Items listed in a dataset
┌────────

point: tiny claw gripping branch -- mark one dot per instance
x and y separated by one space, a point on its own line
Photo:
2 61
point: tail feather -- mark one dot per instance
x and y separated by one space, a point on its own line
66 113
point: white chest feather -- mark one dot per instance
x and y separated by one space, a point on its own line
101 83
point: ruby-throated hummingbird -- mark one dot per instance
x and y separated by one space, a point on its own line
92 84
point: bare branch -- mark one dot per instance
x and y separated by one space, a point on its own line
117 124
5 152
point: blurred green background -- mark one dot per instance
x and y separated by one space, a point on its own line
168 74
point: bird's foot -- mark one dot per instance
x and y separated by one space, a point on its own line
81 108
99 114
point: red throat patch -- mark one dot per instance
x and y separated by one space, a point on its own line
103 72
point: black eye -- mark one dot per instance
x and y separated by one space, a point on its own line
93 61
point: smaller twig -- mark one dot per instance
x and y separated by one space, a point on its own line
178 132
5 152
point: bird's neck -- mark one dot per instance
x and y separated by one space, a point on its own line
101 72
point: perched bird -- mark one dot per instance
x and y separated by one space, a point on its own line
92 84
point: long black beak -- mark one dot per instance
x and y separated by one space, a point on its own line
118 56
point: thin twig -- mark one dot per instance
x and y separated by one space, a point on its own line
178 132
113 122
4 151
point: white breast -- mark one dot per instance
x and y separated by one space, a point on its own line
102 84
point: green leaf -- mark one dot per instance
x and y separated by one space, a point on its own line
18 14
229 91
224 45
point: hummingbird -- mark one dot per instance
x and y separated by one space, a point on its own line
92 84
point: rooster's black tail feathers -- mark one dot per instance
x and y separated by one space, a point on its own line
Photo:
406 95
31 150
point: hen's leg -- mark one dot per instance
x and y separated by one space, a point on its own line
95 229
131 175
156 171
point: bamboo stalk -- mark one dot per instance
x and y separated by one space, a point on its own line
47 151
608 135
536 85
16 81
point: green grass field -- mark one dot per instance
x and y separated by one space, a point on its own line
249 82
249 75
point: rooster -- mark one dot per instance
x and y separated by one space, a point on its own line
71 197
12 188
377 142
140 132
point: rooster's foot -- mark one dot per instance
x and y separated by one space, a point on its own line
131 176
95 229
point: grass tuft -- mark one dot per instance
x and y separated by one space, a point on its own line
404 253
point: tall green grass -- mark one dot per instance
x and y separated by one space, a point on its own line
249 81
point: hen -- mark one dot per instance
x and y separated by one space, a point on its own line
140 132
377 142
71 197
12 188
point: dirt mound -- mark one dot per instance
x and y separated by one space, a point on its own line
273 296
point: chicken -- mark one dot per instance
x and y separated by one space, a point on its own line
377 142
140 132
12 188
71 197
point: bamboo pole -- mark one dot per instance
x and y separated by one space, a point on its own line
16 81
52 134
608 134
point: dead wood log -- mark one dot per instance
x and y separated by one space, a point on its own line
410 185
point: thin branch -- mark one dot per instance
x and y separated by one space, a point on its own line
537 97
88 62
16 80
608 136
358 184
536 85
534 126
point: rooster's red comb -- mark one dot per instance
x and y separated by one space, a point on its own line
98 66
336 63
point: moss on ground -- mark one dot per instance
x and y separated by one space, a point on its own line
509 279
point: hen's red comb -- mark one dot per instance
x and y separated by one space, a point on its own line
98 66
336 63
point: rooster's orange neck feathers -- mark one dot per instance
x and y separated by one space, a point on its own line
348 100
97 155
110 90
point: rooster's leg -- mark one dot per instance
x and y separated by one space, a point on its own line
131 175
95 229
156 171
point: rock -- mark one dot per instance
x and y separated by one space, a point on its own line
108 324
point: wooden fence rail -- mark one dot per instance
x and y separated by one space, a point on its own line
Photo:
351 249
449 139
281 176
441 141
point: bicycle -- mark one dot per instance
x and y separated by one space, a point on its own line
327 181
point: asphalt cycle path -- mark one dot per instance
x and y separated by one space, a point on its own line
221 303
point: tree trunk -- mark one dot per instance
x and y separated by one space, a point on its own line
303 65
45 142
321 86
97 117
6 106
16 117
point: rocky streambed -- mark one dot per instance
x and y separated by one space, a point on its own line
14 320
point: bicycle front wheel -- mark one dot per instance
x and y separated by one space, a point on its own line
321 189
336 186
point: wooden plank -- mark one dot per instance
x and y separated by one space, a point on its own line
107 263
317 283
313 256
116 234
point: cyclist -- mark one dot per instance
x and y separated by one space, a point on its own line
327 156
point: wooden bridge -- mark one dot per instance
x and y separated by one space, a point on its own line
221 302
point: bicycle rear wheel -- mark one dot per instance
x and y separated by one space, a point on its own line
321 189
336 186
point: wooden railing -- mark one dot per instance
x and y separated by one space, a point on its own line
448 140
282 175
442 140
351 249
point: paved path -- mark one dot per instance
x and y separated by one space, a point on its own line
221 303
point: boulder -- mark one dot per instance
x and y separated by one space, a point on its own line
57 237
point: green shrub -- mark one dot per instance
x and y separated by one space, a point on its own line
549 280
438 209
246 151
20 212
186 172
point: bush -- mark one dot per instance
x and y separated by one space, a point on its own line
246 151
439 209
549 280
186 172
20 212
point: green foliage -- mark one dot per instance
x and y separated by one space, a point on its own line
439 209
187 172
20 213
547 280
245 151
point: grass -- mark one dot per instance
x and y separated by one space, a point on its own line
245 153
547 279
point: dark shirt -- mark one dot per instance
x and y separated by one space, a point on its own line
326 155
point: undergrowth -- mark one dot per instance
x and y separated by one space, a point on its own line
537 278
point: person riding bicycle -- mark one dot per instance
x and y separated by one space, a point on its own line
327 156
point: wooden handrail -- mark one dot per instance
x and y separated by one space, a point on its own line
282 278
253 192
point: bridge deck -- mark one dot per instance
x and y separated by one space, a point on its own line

└────────

EXERCISE REQUIREMENTS:
What you write must be the entries restated word for word, from the opening line through the one holding "point: smaller twig", with nothing else.

SOLUTION TO THE PROBLEM:
point: tiny claw gripping branch -- mark one dot per instance
x and y separated by one space, a point on its own line
Photo:
2 61
point: tail feather -- mark one dot per instance
x and y separated by one space, a point on its own line
66 113
point: white chest feather -- mark one dot per instance
x and y separated by one space, a point on its own line
101 83
point: ruby-throated hummingbird -- mark one dot per instance
x and y separated by one space, a point on its own line
92 84
point: bare branch -- mark one dot per instance
x and y separated by one space, a point on its own line
117 124
5 152
point: blurred green background -- mark one dot per instance
x and y separated by one space, a point on its own line
168 74
point: bird's foot -- mark one dot per instance
x and y separated by one space, a point on its own line
81 108
99 114
point: red throat patch -- mark one dot per instance
x and y separated by one space, a point on its own line
103 72
point: black eye -- mark one dot per instance
x and y separated by one space, a point on its own line
93 61
point: smaller twig -- mark one dot per instance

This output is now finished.